* **Problem to work on**: All of the records should be given again exactly as they appear.

Stored data entries
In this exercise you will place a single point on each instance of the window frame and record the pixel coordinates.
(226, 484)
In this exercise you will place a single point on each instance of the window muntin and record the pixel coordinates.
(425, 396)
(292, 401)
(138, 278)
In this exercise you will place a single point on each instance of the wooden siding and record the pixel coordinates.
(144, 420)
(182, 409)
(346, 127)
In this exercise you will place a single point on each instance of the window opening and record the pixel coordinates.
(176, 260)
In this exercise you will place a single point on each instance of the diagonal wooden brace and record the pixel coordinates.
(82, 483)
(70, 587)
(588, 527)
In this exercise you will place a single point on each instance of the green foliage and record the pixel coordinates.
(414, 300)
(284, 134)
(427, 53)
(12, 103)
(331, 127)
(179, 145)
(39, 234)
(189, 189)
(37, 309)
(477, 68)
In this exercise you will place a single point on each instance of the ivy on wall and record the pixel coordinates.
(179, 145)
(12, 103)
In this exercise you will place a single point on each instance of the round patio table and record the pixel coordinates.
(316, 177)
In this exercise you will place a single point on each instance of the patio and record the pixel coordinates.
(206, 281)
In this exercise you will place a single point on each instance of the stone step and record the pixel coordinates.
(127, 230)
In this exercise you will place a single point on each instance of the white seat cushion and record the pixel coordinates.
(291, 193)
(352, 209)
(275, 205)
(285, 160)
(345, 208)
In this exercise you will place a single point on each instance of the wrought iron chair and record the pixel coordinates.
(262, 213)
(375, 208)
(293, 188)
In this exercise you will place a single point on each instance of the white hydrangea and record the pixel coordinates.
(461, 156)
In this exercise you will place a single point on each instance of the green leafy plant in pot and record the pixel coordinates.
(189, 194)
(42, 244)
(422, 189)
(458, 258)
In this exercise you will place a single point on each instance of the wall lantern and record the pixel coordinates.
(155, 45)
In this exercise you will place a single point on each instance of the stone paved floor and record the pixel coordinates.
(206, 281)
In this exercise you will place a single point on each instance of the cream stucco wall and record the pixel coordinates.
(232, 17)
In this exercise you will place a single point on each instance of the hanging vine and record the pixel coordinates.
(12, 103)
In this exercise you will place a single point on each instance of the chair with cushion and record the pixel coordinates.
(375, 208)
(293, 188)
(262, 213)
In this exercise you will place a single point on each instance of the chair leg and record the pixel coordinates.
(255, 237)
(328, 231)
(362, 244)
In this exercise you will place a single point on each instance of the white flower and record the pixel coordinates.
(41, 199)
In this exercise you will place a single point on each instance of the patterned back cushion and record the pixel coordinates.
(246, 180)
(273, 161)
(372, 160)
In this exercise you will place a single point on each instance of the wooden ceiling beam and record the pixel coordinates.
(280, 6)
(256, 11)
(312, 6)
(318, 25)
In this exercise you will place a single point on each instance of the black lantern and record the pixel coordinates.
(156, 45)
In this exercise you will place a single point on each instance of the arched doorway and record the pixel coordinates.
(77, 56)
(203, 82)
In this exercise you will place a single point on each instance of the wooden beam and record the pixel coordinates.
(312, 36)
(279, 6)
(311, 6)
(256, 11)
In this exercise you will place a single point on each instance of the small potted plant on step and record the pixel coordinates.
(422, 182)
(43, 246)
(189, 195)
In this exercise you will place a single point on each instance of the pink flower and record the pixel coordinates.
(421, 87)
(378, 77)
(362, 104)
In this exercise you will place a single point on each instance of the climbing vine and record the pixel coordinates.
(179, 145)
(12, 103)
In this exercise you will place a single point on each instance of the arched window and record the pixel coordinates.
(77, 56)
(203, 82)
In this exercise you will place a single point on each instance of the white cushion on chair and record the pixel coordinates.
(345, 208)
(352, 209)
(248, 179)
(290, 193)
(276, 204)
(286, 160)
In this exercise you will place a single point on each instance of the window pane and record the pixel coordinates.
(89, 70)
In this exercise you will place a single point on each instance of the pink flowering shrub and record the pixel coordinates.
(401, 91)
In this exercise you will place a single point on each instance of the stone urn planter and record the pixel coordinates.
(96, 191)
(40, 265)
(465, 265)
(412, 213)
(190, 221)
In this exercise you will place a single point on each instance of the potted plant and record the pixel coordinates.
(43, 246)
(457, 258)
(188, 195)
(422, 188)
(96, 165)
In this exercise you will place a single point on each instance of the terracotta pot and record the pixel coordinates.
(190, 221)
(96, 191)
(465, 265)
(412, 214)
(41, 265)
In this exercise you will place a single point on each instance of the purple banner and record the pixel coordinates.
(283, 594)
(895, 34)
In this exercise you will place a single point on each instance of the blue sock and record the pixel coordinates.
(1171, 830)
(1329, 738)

* **Solution to the problem**:
In this exercise you will place a single point on each instance of the window frame and record the pixel coordinates.
(226, 484)
In this exercise you will place a single point on each instance of the window muntin and record the pixel coordinates.
(425, 396)
(292, 401)
(138, 278)
In this exercise you will place a single point on each instance of the wooden siding and record the pixel coordinates.
(144, 420)
(182, 409)
(346, 127)
In this exercise you will place a single point on each instance of the window opening and record the pixel coordinates.
(176, 260)
In this exercise you will place a single point on each instance of the diagonal wooden brace and record the pixel coordinates.
(82, 483)
(70, 587)
(588, 527)
In this exercise you will place a single point on each instance of the green foliage and record the pixel coordinates.
(414, 300)
(284, 134)
(427, 53)
(12, 103)
(331, 127)
(179, 145)
(39, 234)
(189, 189)
(37, 309)
(477, 68)
In this exercise you will place a single point on each instance of the ivy on wall and record the pixel coordinates.
(179, 145)
(12, 103)
In this exercise you will place a single point on each instance of the round patio table and record the pixel coordinates.
(316, 177)
In this exercise you will place a single point on each instance of the patio and record the pixel coordinates.
(206, 281)
In this exercise you will place a single point on each instance of the stone step and record the pixel coordinates.
(127, 230)
In this exercise you will place a single point on each instance of the white seat cushion and record the pixel coordinates.
(291, 193)
(352, 209)
(275, 205)
(285, 160)
(345, 208)
In this exercise you will place a single point on each instance of the wrought iron chair and record the pixel coordinates.
(262, 213)
(375, 208)
(293, 188)
In this exercise you will place a single point on each instance of the white hydrangea and record the pixel coordinates.
(461, 156)
In this exercise you will place a single point on each instance of the green leafy plant in pot and record the pixel coordinates.
(189, 194)
(42, 244)
(422, 189)
(458, 258)
In this exercise you will place a single point on each instance of the wall lantern and record the pixel coordinates.
(155, 45)
In this exercise you will place a single point on each instance of the stone paved floor and record the pixel coordinates.
(206, 281)
In this exercise you will place a single point on each instance of the cream stucco wall and record the pixel coordinates.
(232, 17)
In this exercise you will place a single point on each instance of the hanging vine and record the pixel coordinates.
(12, 103)
In this exercise you will place a single point on each instance of the chair with cushion and record the pixel coordinates.
(375, 208)
(293, 188)
(262, 213)
In this exercise you will place a single point on each instance of the chair leg and record the pixel coordinates.
(255, 237)
(328, 231)
(362, 244)
In this exercise you will place a single point on each instance of the white flower and record the pixel coordinates.
(41, 199)
In this exercise you will place a single point on each instance of the patterned back cushion and record the pixel coordinates.
(246, 180)
(273, 161)
(372, 160)
In this exercise you will place a single point on each instance of the wooden ceiling beam and record the pixel coordinates.
(280, 6)
(256, 11)
(312, 6)
(318, 25)
In this exercise you will place a single point on each instance of the black lantern and record the pixel coordinates.
(156, 45)
In this exercise you will place a single point on each instance of the arched doorway and record the pixel coordinates.
(77, 56)
(203, 82)
In this exercise you will place a single point on each instance of the wooden beam and record the pixel coordinates.
(312, 36)
(279, 6)
(311, 6)
(256, 11)
In this exercise you will place a single point on each instance of the small potted plant on step and record the pixel coordinates.
(422, 182)
(43, 246)
(189, 195)
In this exercise you will place a single point on each instance of the pink flower and record the pixel coordinates.
(421, 87)
(378, 77)
(362, 104)
In this exercise you will place a single point on each instance of the climbing vine and record the pixel coordinates.
(179, 145)
(12, 103)
In this exercise you will place a single point on each instance of the arched window and record the pixel coordinates.
(77, 56)
(203, 82)
In this exercise you will place a single point on each instance of the white cushion on chair and record the pixel coordinates.
(345, 208)
(352, 209)
(248, 179)
(290, 193)
(276, 204)
(286, 160)
In this exercise you will place a single point on each instance of the window pane and record the pixel coordinates.
(89, 70)
In this exercise you will place a single point on each instance of the pink flowering shrub and record the pixel coordinates.
(401, 91)
In this exercise you will place a single point on each instance of the stone urn planter and record the pixel coordinates.
(96, 191)
(40, 265)
(465, 265)
(412, 213)
(190, 221)
In this exercise you will place a single point on each instance of the potted plant and record the pixel coordinates.
(43, 246)
(457, 258)
(188, 195)
(422, 188)
(96, 165)
In this exercise you will place a single point on each instance of the terracotta pot and record the pixel coordinates.
(190, 221)
(96, 191)
(465, 265)
(412, 214)
(41, 265)
In this exercise you will place a single point on each instance of the purple banner and record the pixel coordinates.
(283, 594)
(895, 34)
In this exercise you will place a single point on each instance of the blue sock and record the pixel coordinates.
(1171, 830)
(1329, 738)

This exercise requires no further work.